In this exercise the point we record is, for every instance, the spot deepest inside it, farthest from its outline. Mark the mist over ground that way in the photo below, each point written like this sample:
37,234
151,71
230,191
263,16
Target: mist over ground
━━━━━━━━
Directions >> Please reproduce the listing above word for word, every line from start to finish.

Solved exercise >>
In this exercise the point we record is, for every instance, the spot deepest inside it, farthest from its outline. Mark the mist over ground that way in the photo below, each point written like this sample:
37,234
151,71
230,191
263,16
Target: mist over ground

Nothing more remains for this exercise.